Excerpted text |
━━━━━━━━━━━━━━━━━━━━
McMahon sought without success to have the district court look at his relationship with Penn Life as a partnership, "rather than as one between an employee and his employer." He assumes that by casting the relationship in that light, he will be entitled to a portion of the "going concern" and the future profits of Penn Life's Ontario office. But partnerships are bound, just like terms of employment, by the written contracts that give them birth. 59A Am. Jur.2d §§ 1, 96. Mursor Builders v. Crown Mountain Apt. Assoc., 467 F. Supp. 1316, 1332 (D.V.I. 1978), Adams v. United States, 328 F. Supp. 228, 230 (D.Neb. 1971). And the agency manager's agreement in this case does not provide for McMahon to recover anything other than what he has received and continues to receive — a share of the renewal premiums on policies written during his tenure as agency manager.

The district court, in addition to questioning whether the partnership issue was properly raised by the pleadings, and in addition to holding that a partnership would entitle McMahon to no greater recovery than an employment contract, seemed to doubt that the relationship was actually a partnership. The court was particularly troubled by McMahon's attempt to recover under both employer-employee and partnership theories, and cited this passage from 59A Am.Jur.2d Partnership § 13:

There are similarities between partnership and employment, but partnership is inconsistent with the relationship of master and servant or employer and employee. If the relationship of master and servant exists between persons, it necessarily precludes a partnership relation, and vice versa.

Although it is certainly true a partner may become an employee of a partnership in order to perform certain specified tasks, this passage seems to indicate that one may not be considered both for doing the same job.
Furthermore, it appears from trial testimony McMahon was not responsible to Penn Life for any losses sustained by the Ontario office. Sharing of losses, as well as profits, is generally considered an important element in creating a partnership, and the contract did not explicitly provide for sharing of losses. See Uniform Partnership Act § 15.
In any event, even if we were to assume a partnership existed, that fact would not be relevant to our determination of any damages for breach of the employment agreement.

The relevant portions of the agency manager's agreement provide:

The Agency Manager's proportional share of the Agency profits shall be vested in him even if he is permanently and totally disabled, or after his death in his heirs and assigns, so long as the Agency Manager remains in compliance with [various terms and conditions of the agreement]. . . .

It is understood that all of the insurance business transacted in the territory shall be considered business of the Company. . .

The "Agency Manager's proportional share of the Agency profits" was determined according to a "Profit Distribution Formula" (emphasis added):

(1) For the purpose only of determining the distribution of profits payable to the Agency Manager under the contract of which this is a part, the following formula shall apply:

(a) There shall be allocated to the agency certain commissions, first year and renewal, from the gross premiums actually received by the Company on business produced by the agency

. . . .

(b) There shall be deducted from all such commissions allocated to the agency the following:

(1) All salaries, commissions, overwriting fees, service fees and the like, first year and renewal, payable [to all employees]. . . .

(2) All expenses and overhead of the agency. . ..

(c) After all of the aforesaid computations have been made, the Agency Manager shall receive thirty percent (30%) of the resulting profits. . . .

The contract is quite specific in describing the compensation to which McMahon is entitled. This incentive-based, profit-sharing agreement makes clear that McMahon receives, and has vested in him after termination, only the "Agency Manager's proportional share" of profits. The "Profit Distribution Formula" indisputably was the formula used to determine McMahon's share of the agency profits, and therefore also governs his share of renewal profits from policies sold during his tenure as manager.
━━━━━━━━━━━━━━━━━━━━
Material for this task |
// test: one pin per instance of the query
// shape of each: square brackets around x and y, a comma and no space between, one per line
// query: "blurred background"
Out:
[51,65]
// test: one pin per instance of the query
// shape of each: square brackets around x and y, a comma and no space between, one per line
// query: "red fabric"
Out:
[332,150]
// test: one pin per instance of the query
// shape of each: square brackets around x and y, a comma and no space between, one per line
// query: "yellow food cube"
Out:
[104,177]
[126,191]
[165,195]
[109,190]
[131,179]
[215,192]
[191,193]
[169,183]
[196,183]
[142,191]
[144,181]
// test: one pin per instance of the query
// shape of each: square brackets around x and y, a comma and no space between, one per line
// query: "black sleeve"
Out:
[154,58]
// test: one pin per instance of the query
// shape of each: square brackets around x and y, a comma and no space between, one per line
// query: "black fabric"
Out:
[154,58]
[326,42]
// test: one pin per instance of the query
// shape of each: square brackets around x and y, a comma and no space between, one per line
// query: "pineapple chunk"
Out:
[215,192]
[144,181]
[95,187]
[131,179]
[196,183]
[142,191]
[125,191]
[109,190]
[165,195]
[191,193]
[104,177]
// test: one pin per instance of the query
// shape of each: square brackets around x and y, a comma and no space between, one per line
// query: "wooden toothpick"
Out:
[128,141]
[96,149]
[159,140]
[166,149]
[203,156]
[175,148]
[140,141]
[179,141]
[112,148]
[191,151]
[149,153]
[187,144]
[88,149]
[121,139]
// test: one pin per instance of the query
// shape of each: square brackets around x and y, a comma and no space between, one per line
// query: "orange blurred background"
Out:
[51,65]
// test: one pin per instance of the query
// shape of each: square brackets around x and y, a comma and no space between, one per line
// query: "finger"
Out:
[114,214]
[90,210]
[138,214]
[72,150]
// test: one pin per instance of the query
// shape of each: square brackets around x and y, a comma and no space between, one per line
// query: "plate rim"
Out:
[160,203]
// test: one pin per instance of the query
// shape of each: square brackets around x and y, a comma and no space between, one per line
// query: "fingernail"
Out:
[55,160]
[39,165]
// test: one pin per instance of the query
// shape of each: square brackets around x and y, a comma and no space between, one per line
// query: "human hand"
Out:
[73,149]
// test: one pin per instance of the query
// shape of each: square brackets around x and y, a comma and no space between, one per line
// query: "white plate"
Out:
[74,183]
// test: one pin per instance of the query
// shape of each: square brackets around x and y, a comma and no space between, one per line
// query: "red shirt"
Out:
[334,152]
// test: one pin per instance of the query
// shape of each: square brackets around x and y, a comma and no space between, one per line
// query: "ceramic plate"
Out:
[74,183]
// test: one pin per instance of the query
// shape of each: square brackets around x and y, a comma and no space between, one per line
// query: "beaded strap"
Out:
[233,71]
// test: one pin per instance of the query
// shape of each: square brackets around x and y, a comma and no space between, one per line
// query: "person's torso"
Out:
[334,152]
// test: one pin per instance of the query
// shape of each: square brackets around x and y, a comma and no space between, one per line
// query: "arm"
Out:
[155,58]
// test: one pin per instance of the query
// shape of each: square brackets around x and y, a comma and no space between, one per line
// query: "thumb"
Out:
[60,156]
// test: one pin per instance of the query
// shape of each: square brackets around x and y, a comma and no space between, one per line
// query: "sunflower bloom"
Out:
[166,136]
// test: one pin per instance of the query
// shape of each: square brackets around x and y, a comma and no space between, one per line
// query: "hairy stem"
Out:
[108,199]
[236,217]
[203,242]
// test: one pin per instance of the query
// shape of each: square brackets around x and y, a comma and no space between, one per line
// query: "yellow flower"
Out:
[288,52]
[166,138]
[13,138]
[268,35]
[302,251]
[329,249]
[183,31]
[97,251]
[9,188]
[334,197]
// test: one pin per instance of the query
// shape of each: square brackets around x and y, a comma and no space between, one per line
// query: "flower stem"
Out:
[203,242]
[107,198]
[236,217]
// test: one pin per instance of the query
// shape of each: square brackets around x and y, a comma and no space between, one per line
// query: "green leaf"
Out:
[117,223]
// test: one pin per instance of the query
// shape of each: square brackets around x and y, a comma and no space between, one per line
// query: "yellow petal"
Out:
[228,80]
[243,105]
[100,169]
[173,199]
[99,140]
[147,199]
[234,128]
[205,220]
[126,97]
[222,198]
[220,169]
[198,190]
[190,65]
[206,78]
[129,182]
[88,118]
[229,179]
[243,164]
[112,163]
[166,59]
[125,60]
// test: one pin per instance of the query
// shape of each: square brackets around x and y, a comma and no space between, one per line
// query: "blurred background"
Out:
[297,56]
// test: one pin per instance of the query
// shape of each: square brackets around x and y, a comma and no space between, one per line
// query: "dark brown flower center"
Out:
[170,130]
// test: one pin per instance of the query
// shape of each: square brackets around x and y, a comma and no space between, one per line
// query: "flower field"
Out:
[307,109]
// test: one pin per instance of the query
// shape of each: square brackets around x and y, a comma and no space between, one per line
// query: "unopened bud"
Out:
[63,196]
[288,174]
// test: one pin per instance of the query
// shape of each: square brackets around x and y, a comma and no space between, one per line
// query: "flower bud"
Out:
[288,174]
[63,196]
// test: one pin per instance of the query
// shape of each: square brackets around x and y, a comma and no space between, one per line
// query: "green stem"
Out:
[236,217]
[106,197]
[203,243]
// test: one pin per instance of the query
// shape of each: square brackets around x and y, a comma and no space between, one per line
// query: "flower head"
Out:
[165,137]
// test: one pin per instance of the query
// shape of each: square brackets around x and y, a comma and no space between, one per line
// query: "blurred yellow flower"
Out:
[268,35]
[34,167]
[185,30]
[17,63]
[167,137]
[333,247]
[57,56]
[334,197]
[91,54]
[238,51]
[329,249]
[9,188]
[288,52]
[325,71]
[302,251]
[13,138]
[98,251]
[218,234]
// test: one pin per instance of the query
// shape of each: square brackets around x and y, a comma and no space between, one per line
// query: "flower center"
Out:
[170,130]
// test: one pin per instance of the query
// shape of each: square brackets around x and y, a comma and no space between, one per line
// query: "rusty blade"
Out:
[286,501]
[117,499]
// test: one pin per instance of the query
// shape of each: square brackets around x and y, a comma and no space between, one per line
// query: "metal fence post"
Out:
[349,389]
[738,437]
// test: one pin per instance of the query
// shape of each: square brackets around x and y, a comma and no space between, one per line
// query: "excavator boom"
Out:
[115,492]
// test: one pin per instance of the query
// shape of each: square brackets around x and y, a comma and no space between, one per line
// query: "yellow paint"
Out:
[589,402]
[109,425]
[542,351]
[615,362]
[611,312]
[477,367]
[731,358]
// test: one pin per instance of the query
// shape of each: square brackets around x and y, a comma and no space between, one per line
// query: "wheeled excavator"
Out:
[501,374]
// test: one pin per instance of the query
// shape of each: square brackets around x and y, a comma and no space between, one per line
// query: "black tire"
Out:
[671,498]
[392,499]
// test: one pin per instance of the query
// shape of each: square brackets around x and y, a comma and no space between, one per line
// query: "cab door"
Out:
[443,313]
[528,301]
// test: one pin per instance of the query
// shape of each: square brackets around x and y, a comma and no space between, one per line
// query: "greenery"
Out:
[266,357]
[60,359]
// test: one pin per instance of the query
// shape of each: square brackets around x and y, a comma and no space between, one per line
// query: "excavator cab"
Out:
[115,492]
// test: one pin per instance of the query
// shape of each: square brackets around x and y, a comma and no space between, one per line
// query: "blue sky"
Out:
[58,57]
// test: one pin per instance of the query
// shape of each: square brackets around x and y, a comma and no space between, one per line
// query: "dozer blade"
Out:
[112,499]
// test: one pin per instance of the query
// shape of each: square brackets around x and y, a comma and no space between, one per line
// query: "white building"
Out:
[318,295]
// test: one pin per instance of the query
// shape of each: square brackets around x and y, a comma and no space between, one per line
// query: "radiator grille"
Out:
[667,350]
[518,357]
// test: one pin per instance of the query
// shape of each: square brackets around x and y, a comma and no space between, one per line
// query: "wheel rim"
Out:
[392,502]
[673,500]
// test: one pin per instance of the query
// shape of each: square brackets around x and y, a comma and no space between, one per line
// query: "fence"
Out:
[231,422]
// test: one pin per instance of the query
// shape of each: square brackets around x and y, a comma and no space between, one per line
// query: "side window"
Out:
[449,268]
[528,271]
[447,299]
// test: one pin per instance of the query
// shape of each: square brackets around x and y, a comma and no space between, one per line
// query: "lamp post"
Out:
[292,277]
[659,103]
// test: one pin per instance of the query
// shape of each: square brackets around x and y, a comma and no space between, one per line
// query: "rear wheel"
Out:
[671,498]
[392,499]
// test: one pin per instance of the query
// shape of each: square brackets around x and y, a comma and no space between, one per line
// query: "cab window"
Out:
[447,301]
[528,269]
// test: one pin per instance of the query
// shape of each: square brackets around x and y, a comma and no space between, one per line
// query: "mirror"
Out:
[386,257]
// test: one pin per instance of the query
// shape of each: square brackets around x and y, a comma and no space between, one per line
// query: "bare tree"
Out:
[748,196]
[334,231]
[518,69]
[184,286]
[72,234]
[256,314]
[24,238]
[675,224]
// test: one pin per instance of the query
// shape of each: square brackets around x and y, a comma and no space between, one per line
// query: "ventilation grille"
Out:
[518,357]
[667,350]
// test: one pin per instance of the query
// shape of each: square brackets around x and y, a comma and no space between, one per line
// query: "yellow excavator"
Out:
━━━━━━━━━━━━━━━━━━━━
Given problem 1 |
List every row above that contains the string "center", treating uppercase and lowercase as different.
Given problem 2 |
Write the next part of the court opinion on McMahon's dispute with Penn Life, continuing from its last sentence.

Expected answer 1 |
// query: "dark brown flower center"
// query: "flower center"

Expected answer 2 |
Therefore, McMahon's rights after termination are the same, no matter whether he is considered a partner or an employee of Penn Life. The district court properly dismissed the breach of fiduciary duty count, and properly granted summary judgment for Penn Life on the conspiracy to defraud count.

Even if it mattered that McMahon and Penn Life were partners, McMahon's breach of fiduciary duty claim was properly ruled barred by Wisconsin's two-year statute of limitations (see Warmka v. Hartland Cicero Mutual Ins. Co., 136 Wis.2d 31, 400 N.W.2d 923 (1987) and his conspiracy to defraud count was properly rejected because, as a matter of law, Penn Life could not have conspired with itself (see Wise v. Southern Pacific Company, 223 Cal.App.2d 50, 35 Cal.Rptr. 652 (1963)) (corporation cannot conspire with employees acting on its behalf).

B. Consequential Damages

McMahon challenges the district court's ruling that he was not entitled to present to the jury evidence of alleged consequential damages. In particular, McMahon alleges that he should have been allowed to show the jury evidence of liquidation of assets after termination — the "forced" sale of his Ontario home and of certain investment real estate, along with the sale of stock in Penn Life's parent corporation. McMahon apparently seeks to recover the difference between the value of the assets at the time of the sale and their value at the time of trial. This novel theory presents at least two problems: 1) there is no evidence McMahon was forced to liquidate his assets by termination of his employment contract, especially given that his income rose in the years following his termination; and 2) he provides no authority and we find none for awarding damages based on increased value of assets after breach, when full value was received for the assets when they were liquidated.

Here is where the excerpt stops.